## What is being asked
How many lines in the dataset rows below contain the word "power"? Reply with the count alone.

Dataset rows
'''
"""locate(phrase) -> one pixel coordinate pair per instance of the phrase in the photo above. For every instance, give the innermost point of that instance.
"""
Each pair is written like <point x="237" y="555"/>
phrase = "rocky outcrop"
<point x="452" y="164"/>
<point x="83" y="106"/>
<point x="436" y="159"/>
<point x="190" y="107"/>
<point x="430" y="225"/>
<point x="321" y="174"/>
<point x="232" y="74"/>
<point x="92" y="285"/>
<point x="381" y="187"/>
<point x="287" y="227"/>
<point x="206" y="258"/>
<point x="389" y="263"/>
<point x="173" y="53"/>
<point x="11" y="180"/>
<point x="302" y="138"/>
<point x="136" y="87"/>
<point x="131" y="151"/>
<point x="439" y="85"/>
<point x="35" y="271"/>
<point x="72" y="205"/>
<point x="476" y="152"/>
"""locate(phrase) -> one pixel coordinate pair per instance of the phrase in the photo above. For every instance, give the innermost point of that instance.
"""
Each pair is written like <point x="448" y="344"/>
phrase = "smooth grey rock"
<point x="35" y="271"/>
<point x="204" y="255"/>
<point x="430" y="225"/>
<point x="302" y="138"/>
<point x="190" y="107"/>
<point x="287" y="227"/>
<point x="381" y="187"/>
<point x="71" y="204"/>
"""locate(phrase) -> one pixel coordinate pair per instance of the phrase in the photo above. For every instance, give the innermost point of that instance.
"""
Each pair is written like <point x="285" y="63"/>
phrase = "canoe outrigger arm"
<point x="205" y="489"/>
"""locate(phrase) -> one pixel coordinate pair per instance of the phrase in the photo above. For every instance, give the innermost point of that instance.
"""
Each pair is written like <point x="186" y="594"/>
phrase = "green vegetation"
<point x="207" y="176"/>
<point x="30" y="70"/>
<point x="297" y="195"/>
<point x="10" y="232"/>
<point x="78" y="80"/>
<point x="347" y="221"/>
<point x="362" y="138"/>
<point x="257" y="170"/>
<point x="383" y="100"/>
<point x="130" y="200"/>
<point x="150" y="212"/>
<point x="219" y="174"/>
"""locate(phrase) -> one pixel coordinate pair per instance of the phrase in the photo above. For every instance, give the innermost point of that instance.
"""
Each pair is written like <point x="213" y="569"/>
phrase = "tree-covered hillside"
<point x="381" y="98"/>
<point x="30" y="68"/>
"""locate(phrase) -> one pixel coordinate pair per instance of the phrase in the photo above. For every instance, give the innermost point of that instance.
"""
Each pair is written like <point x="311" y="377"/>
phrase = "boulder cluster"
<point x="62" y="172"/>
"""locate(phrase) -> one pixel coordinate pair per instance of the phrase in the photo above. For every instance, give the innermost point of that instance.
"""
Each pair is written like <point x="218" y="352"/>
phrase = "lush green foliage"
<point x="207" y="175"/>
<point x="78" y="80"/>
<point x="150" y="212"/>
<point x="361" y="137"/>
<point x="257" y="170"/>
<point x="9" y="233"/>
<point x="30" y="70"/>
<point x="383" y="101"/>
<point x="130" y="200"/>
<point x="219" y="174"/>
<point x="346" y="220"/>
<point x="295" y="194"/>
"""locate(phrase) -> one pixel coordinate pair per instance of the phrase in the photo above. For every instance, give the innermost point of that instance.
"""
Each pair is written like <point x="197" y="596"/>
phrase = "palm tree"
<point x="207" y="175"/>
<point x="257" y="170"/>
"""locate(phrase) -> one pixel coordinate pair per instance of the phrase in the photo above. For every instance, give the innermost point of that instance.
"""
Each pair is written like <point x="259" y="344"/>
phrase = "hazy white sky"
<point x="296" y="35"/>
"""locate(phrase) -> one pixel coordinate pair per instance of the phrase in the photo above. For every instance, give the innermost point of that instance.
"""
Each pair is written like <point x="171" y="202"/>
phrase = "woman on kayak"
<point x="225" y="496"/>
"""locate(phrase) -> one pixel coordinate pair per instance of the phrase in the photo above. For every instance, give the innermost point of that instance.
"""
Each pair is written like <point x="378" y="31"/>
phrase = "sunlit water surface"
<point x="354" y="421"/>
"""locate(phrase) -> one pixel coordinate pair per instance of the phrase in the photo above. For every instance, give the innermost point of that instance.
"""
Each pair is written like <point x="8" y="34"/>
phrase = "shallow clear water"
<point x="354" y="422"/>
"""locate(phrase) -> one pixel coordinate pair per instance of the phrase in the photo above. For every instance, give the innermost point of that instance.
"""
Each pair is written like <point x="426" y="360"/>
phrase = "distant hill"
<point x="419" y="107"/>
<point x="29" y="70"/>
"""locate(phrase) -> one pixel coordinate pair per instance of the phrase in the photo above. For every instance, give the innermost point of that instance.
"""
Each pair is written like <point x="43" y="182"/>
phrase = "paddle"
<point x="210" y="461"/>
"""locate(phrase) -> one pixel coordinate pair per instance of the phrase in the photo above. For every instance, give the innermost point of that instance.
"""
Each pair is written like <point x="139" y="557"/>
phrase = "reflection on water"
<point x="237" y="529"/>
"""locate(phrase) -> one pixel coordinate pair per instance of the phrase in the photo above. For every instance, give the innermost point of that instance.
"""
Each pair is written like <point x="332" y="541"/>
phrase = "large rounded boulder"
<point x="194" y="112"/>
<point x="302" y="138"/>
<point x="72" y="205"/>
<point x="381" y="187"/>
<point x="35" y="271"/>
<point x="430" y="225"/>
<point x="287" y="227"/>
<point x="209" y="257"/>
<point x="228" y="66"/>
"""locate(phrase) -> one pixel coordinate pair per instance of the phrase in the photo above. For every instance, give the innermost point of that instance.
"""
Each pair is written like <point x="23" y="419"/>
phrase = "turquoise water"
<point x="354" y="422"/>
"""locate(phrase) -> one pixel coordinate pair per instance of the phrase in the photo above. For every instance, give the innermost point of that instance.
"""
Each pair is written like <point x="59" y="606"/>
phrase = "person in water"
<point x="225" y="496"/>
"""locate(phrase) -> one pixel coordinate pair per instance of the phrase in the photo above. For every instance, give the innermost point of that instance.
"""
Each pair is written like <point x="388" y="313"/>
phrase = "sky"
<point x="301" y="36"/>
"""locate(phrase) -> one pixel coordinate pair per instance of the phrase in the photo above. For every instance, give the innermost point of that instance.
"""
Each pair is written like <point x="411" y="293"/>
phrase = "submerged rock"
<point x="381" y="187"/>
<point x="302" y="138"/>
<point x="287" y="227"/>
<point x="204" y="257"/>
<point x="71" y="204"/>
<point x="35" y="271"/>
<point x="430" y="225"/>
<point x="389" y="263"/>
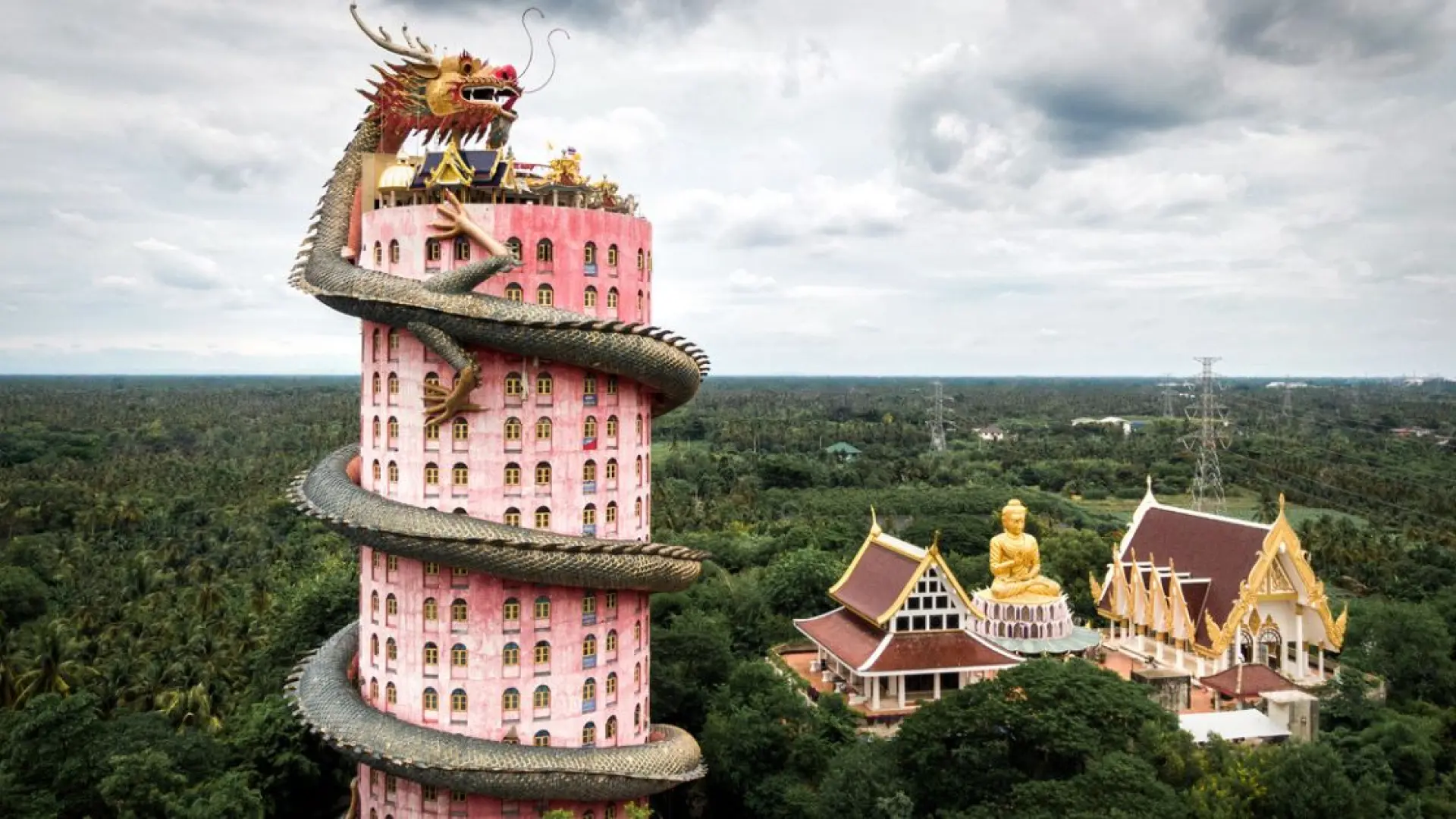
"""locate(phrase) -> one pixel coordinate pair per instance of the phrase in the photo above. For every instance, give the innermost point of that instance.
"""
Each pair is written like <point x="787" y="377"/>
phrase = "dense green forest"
<point x="155" y="591"/>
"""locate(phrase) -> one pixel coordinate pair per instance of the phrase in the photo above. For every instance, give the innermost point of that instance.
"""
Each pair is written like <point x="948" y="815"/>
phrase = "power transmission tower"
<point x="1207" y="483"/>
<point x="938" y="422"/>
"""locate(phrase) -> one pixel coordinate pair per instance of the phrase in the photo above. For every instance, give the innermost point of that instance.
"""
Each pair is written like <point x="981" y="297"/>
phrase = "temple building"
<point x="1206" y="594"/>
<point x="906" y="630"/>
<point x="902" y="630"/>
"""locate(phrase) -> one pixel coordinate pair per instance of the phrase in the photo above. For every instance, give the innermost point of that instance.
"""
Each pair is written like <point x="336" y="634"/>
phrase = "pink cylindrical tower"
<point x="500" y="490"/>
<point x="551" y="447"/>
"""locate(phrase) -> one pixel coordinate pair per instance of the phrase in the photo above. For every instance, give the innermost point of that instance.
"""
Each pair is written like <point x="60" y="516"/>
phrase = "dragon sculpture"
<point x="463" y="96"/>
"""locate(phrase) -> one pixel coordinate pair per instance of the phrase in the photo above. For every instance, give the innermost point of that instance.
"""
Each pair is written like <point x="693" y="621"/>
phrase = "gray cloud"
<point x="1030" y="187"/>
<point x="1388" y="37"/>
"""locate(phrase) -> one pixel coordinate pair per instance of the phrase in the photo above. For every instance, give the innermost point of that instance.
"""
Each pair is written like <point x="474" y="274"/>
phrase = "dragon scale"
<point x="449" y="316"/>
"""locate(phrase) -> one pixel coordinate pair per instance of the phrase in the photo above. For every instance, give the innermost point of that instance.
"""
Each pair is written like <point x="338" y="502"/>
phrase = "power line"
<point x="1207" y="483"/>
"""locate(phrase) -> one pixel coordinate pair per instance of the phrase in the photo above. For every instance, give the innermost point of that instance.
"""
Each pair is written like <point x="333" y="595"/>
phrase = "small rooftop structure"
<point x="1248" y="725"/>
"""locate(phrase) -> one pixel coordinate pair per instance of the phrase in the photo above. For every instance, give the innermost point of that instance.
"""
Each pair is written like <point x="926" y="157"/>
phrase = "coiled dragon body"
<point x="462" y="96"/>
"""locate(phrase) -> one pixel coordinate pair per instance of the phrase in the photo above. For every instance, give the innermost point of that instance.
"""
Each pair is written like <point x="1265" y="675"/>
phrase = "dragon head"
<point x="450" y="95"/>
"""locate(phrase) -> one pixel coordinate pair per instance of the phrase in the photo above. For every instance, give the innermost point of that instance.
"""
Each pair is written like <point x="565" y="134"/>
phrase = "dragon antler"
<point x="414" y="49"/>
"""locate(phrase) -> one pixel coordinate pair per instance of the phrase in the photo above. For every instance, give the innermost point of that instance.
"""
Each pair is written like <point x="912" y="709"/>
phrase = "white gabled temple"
<point x="1215" y="592"/>
<point x="902" y="632"/>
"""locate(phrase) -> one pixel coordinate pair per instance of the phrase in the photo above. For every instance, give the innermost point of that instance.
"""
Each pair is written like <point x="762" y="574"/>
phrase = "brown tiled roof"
<point x="1257" y="679"/>
<point x="929" y="651"/>
<point x="1218" y="548"/>
<point x="843" y="634"/>
<point x="875" y="580"/>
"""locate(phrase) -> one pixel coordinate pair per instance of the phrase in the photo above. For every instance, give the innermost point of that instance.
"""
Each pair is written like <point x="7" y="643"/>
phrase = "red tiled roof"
<point x="1257" y="679"/>
<point x="843" y="634"/>
<point x="874" y="585"/>
<point x="1220" y="550"/>
<point x="929" y="651"/>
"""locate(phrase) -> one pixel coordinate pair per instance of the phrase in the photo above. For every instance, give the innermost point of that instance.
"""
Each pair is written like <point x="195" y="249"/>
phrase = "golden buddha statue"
<point x="1017" y="561"/>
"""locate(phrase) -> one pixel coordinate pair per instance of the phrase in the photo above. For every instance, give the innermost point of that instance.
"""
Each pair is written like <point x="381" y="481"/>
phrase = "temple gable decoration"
<point x="1234" y="591"/>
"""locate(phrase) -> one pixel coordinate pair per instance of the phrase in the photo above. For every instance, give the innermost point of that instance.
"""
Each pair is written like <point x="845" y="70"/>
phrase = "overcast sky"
<point x="843" y="187"/>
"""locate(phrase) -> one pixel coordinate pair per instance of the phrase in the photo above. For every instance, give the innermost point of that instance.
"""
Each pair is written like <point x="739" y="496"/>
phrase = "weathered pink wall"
<point x="485" y="452"/>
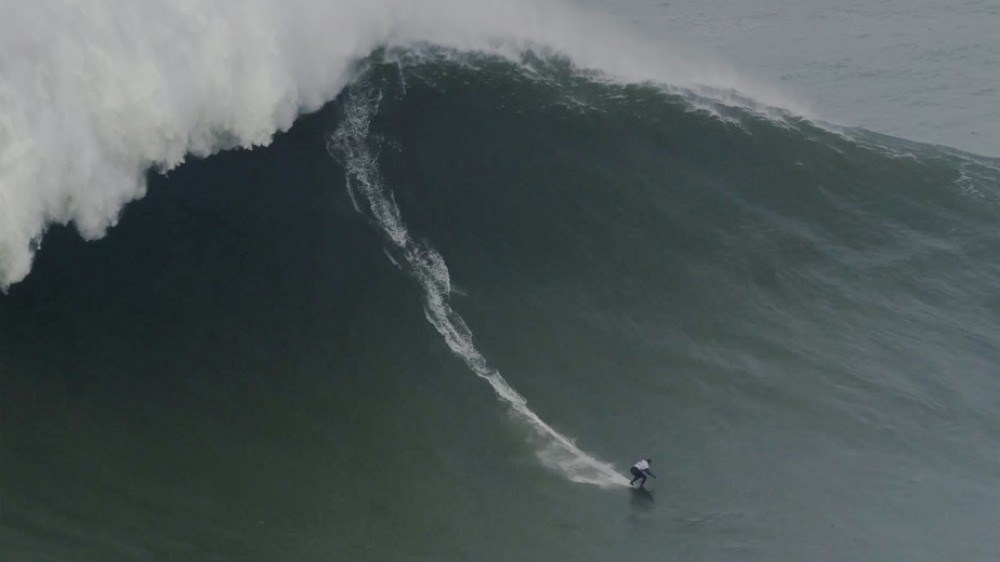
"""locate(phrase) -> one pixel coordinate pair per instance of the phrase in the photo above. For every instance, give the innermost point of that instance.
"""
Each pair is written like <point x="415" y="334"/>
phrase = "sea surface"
<point x="323" y="281"/>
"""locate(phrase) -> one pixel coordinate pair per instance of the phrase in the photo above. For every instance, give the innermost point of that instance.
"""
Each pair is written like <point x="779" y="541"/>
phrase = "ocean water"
<point x="472" y="262"/>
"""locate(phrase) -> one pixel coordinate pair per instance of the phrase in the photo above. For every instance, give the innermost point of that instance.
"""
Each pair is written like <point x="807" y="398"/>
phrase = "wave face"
<point x="93" y="94"/>
<point x="269" y="357"/>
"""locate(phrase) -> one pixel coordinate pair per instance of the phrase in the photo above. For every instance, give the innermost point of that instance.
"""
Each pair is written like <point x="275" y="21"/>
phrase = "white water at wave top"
<point x="95" y="92"/>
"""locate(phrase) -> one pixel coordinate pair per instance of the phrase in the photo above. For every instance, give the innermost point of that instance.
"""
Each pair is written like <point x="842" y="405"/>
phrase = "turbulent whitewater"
<point x="294" y="351"/>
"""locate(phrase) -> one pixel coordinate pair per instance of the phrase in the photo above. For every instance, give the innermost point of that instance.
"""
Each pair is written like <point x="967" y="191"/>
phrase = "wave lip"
<point x="94" y="94"/>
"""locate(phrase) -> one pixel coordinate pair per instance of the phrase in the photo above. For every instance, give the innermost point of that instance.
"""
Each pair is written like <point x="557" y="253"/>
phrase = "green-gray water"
<point x="799" y="325"/>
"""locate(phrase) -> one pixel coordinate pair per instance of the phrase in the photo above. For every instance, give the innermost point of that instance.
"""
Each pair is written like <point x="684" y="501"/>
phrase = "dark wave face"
<point x="419" y="324"/>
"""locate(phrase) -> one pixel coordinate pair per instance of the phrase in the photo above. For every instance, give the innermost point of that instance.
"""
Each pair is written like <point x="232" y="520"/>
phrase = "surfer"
<point x="639" y="471"/>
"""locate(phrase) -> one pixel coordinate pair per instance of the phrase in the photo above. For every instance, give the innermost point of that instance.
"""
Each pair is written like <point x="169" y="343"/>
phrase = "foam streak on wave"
<point x="351" y="144"/>
<point x="93" y="93"/>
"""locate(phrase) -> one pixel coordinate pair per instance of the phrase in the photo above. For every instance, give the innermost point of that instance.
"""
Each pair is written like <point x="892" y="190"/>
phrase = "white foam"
<point x="350" y="144"/>
<point x="93" y="93"/>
'''
## Solution to the exercise
2